• **Selected passage**:
>>>>

Symbols in tarot, religion, astrology, philosophy, and so on, serve one of two purposes: they make a complex idea or set of ideas easier to understand, or they keep an idea secret from all but those initiated. We take in the messages of graphic symbols everywhere every day, and yet we are amazed and overawed when someone can read and understand unfamiliar symbols on a deck of tarot cards. The truth is, anyone, with practice, can read, understand, and attempt the tarot and develop and use their unique and innate awareness to make excellent and accurate readings for themselves as well as their friends.
The tarot deck is traditionally divided into two sections, the Major Arcana and the Minor Arcana. The Major Arcana comprises twenty-two allegorical cards numbered 0 through 21. The Minor Arcana comprises fifty-six cards divided into four suits, which in most decks are swords, wands, cups, and coins or pentacles. Each suit has ten cards numbered 1 through 10 and four court cards usually called king, queen, knight, and page. The suits and the "court" cards of the Elemental Tarot are different, as you will see later. Many people have resisted using the tarot because learning the complicated and usually conflicting traditional meanings of the seventy-eight cards is a formidable long-term task.

If you acquire half-a-dozen books on the subject and compare the interpretations of the Minor Arcana, you will find more disagreement and contradiction than clarity. It is for this reason that many of those who do venture to use the tarot use only the cards of the Major Arcana. Books and books written on these twenty-two images have simply neglected the other fifty-six, the Minor Arcana.
The term Major, however, is not without significance. To interpret everyday life situations solely in terms of the Major Arcana could be compared with trying to cure the common cold by open-heart surgery.
The Elemental Tarot is a synthesis of the best interpretations sifted from the plethora of obscure and sometimes almost incomprehensible decks and books of the past and present. The four suits in the deck are based directly on the four elements - fire, earth, air, and water - that have served as keys to symbolic interpretations in astrology, tarot, and all early forms of divination, philosophy, and religion.

<<<<

• **Material supplied**:
>>>>

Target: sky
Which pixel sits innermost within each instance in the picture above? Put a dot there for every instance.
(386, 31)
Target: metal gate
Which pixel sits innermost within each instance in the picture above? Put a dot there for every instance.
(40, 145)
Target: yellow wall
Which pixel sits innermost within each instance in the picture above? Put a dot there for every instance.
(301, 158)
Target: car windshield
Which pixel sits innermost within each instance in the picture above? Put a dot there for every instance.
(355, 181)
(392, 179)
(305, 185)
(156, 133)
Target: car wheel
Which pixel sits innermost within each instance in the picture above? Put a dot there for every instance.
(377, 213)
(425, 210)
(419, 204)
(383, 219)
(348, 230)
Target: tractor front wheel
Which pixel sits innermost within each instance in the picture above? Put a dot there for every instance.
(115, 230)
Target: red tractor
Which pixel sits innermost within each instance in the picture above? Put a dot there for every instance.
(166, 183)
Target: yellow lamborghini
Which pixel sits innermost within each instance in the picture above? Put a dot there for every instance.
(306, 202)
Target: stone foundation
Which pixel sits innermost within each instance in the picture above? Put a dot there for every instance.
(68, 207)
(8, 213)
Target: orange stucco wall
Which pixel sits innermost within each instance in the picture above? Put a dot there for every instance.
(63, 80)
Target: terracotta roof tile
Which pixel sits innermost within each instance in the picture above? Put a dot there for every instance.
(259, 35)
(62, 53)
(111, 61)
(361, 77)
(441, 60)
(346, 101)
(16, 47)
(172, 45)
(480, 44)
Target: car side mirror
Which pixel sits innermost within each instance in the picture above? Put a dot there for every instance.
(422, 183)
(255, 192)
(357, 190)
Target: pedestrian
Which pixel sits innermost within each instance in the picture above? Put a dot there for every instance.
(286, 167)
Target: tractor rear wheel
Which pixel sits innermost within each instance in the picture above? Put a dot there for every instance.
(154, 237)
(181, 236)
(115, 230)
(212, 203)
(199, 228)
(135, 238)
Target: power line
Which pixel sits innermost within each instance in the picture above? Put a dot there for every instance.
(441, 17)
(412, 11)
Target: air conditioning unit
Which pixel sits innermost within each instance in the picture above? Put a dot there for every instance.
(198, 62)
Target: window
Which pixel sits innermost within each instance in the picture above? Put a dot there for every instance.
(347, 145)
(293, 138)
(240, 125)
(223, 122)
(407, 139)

<<<<

• **Tasks for this exercise**:
- a) Answer these questions from the passage on tarot:
(i) How many cards make up the Minor Arcana?
(ii) Which cards do many people who venture to use the tarot limit themselves to?
(iii) On which four elements are the suits of the Elemental Tarot based?
- b) Resume the passage on tarot from its last sentence.

• **Task-by-task answers**:
- a)
(i) Fifty-six.
(ii) The cards of the Major Arcana.
(iii) Fire, earth, air, and water.

- b)
The fire suit, in most decks, is called wands, the earth suit is pentacles or coins, the air suit is swords and the water suit is cups. Some decks, however, attribute wands to air and swords to fire. By naming the suits by the elements, the Elemental Tarot cuts through unnecessary double symbolism and gets down to easy-to-understand basics. Fire is represented by a triangle, earth by a square, air by a circle, and water by a crescent. Sometimes in this book, a fifth element is mentioned; it is the element of spirit and is represented by an egg shape.
To get used to actually looking at the symbols on the cards is the first priority. Most of us have lost the childhood ability of looking at things and really seeing them. We have become so familiar with language and the printed word that when we see an object, a quick glance is enough for us to translate that object into a word, file the word in our mind, and forget to look any further. Remember when you visited a foreign country for the first time? You were once again taken back to the excitement of childhood. Everything you saw seemed new and you looked at places and things with an acute awareness that goes unused in familiar, everyday life. To recapture this spirit of awareness, really look at each card and read its description you can find in the book. This will enable you to view the various images and to store quickly in your memory the meaning of the visual language of each card.

The interpretations given with the Elemental Tarot are condensed meanings which you will, of course, expand with your own intuition. Tarot reading is a totally individualistic ability and eventually, with familiarity, the way in which you see each card will become the real meaning. It is then that the book will no longer be necessary.